──────── EXTRACTED ENTRIES

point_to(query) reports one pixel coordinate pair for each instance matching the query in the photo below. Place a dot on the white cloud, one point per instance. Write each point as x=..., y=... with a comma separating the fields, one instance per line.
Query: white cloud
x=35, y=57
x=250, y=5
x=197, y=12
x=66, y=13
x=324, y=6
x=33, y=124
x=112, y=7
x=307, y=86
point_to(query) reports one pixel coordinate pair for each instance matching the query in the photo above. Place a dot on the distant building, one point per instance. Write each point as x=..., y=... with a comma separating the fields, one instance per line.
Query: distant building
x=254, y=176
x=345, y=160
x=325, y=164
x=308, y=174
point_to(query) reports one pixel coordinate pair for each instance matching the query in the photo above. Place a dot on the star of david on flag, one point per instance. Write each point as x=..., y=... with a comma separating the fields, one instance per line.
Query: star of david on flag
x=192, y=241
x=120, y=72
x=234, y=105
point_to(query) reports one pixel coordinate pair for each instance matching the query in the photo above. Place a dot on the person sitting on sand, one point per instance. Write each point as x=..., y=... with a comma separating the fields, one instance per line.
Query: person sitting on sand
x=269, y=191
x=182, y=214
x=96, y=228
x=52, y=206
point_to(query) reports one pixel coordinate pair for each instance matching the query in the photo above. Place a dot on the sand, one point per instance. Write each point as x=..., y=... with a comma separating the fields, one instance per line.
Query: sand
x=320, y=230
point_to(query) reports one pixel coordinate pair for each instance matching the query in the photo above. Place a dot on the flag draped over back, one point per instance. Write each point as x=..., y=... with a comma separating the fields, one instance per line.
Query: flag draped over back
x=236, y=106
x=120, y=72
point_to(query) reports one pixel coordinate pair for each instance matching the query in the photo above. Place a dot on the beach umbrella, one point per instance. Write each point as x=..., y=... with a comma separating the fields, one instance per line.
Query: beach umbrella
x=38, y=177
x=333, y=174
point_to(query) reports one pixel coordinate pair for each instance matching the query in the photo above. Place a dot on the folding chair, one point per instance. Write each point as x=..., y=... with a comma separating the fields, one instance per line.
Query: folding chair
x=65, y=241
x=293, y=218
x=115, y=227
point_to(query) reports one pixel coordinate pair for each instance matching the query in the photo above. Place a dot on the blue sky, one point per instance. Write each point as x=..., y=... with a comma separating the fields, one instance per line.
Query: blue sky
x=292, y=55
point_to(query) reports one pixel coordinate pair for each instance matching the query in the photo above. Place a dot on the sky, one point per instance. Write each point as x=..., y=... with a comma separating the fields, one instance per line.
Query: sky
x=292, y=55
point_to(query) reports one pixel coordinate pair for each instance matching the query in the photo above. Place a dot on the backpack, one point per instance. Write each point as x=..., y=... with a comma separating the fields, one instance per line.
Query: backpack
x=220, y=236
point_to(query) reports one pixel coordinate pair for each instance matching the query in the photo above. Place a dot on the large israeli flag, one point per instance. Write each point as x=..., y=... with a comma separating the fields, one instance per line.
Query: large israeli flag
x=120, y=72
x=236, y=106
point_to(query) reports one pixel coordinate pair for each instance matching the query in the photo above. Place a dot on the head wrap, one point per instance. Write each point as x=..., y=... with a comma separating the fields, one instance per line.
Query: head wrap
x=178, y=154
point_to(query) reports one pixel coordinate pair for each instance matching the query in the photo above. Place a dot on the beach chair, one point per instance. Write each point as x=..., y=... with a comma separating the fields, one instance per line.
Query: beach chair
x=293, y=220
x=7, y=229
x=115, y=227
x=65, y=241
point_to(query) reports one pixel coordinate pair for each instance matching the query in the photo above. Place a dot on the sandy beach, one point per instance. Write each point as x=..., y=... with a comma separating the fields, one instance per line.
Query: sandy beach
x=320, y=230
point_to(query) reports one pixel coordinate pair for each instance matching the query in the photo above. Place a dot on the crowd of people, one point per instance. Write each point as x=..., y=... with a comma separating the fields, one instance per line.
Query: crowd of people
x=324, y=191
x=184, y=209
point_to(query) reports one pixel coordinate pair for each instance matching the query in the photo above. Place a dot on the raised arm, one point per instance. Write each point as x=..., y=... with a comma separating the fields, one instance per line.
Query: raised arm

────────────────

WORK ORDER ▸ Copy the records above. Keep every word as it is.

SOLUTION TO THIS TASK ▸
point_to(query) reports one pixel coordinate pair for each instance matching the query in the photo below. Place a dot on the white cloud, one point per instance. Write each point as x=..., y=... with a comma separating the fields, one instance per line.
Query: white cloud
x=35, y=57
x=250, y=5
x=197, y=12
x=66, y=13
x=324, y=6
x=33, y=124
x=112, y=7
x=307, y=86
point_to(query) reports one pixel coordinate pair for each instance matching the query in the photo above. Place a dot on the distant building, one point per instance. Write each point as x=..., y=... with a comma separating the fields, one instance per line.
Query: distant building
x=254, y=176
x=345, y=160
x=325, y=164
x=308, y=174
point_to(query) reports one pixel coordinate pair for each instance matching the query in the photo above. Place a dot on the star of david on flag, one point per instance. Write each point as x=..., y=... with a comma separating the fields, one instance per line.
Query: star of david on flag
x=192, y=241
x=120, y=72
x=234, y=105
point_to(query) reports one pixel coordinate pair for each instance matching the query in the photo above. Place a dot on the person sitting on sand, one point per instance. Write each point as x=..., y=... with a comma separating the fields, one instance per line.
Query: person sitting on sand
x=269, y=191
x=182, y=214
x=96, y=228
x=52, y=206
point_to(query) reports one pixel coordinate pair for each instance matching the query in the photo above. Place a dot on the sand, one point per instance. Write each point as x=..., y=... with a comma separating the fields, one instance per line.
Query: sand
x=320, y=230
point_to(query) reports one pixel coordinate pair for each instance matching the query in the photo above. Place a dot on the flag draped over back, one point per instance. Write each point as x=..., y=... with a comma separating the fields, one instance per line.
Query: flag draped over back
x=236, y=106
x=120, y=72
point_to(query) reports one pixel coordinate pair for each instance matching the query in the photo above. Place a dot on the beach umbrella, one point per instance. Write each point as x=..., y=... with a comma separating the fields, one instance per line.
Query: beach umbrella
x=38, y=177
x=333, y=174
point_to(query) reports one pixel coordinate pair for each instance matching the query in the photo above. Place a dot on the folding chair, one point per instance. Write each point as x=..., y=... with a comma separating the fields, one instance per line.
Query: folding chair
x=65, y=241
x=293, y=218
x=115, y=227
point_to(query) reports one pixel coordinate pair for each instance matching the query in the photo above. Place a dot on the blue sky, one point per instance. Write each point as x=..., y=... with a comma separating the fields, one instance per line.
Query: blue sky
x=292, y=55
point_to(query) reports one pixel coordinate pair for each instance matching the query in the photo above. Place a dot on the sky, one point per instance. Write each point as x=..., y=... with a comma separating the fields, one instance per line.
Query: sky
x=292, y=55
point_to(query) reports one pixel coordinate pair for each instance matching the query in the photo above. Place a dot on the backpack, one point per instance. Write each point as x=..., y=... with a comma separating the fields, one instance per line.
Query: backpack
x=220, y=236
point_to(query) reports one pixel coordinate pair for each instance matching the query in the photo above. Place a dot on the large israeli flag, one point per instance. Write each point as x=..., y=... with a comma separating the fields, one instance per line.
Query: large israeli flag
x=120, y=72
x=236, y=106
point_to(query) reports one pixel coordinate pair for each instance matching the query in the photo above. Place a dot on the head wrap, one point per instance. Write each point as x=..., y=... with a comma separating the fields, one instance per line.
Query: head wrap
x=178, y=154
point_to(query) reports one pixel coordinate pair for each instance matching the query in the photo above. Place a dot on the beach chair, one point per instance. Write each point as x=..., y=... with a comma separating the fields, one instance per line.
Query: beach chair
x=293, y=220
x=7, y=229
x=115, y=227
x=65, y=241
point_to(query) reports one pixel coordinate pair for each instance matching the query in the photo above. Place a dot on the sandy beach, one point per instance. Write each point as x=..., y=... with a comma separating the fields, one instance per line.
Query: sandy beach
x=320, y=230
point_to(query) reports one pixel coordinate pair for each instance matching the query in the photo above. Place a dot on the crowd of people, one point per instance. Write each point as x=..., y=... with a comma separating the fields, one instance per line.
Query: crowd of people
x=324, y=191
x=184, y=209
point_to(query) reports one pixel coordinate pair for each instance matching the query in the photo above. Place a dot on the raised arm, one point per instance. Write each point as x=..., y=... with a comma separating the fields, one instance per line.
Query: raised arm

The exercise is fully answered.